* _Region pointing data_
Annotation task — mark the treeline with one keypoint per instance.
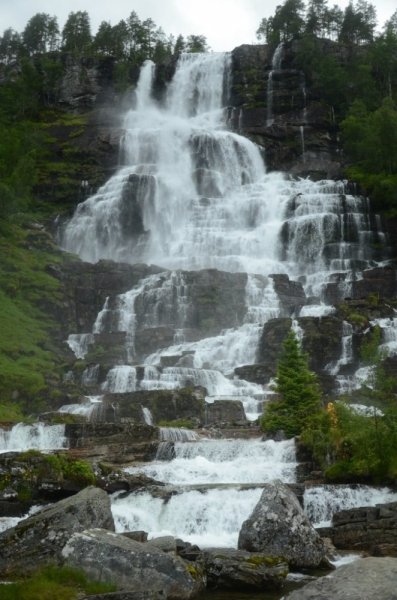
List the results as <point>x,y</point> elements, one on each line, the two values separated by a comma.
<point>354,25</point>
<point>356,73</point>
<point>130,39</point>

---

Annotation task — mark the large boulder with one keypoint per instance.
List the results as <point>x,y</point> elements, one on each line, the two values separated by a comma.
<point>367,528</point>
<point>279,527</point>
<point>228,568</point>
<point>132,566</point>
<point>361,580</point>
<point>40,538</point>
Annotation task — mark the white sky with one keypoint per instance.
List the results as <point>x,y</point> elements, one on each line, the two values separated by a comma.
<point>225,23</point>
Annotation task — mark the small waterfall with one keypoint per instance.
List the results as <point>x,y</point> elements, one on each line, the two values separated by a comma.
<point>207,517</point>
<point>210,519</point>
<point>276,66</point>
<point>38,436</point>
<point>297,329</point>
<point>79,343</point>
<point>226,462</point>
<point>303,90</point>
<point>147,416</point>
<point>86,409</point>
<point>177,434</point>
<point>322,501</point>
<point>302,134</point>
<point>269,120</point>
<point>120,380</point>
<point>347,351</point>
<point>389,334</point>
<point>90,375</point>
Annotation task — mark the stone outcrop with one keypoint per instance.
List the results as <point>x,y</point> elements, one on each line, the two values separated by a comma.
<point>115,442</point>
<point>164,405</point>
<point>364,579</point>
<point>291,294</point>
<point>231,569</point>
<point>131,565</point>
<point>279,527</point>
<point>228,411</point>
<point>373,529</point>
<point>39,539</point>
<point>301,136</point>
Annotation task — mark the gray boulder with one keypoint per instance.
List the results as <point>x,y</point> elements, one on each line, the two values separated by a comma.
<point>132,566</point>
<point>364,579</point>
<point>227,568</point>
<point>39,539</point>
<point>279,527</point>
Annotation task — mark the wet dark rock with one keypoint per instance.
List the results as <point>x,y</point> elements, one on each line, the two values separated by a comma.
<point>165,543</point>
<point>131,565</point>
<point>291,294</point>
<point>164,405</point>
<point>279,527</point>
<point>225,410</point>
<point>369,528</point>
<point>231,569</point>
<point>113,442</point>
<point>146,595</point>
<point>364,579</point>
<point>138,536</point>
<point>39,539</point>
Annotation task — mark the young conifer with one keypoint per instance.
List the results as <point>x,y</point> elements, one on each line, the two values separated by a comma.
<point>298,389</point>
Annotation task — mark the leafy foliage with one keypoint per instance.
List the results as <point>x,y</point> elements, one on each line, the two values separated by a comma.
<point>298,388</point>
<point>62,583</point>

* _ABOUT THIS TASK_
Go through the records and report each line that contains "boulder".

* _OUTPUT FOR THIS TASK_
Annotation task — mark the large boulder with one keypoint per instance.
Annotation task — mark the gray boulder with one keypoint per instance.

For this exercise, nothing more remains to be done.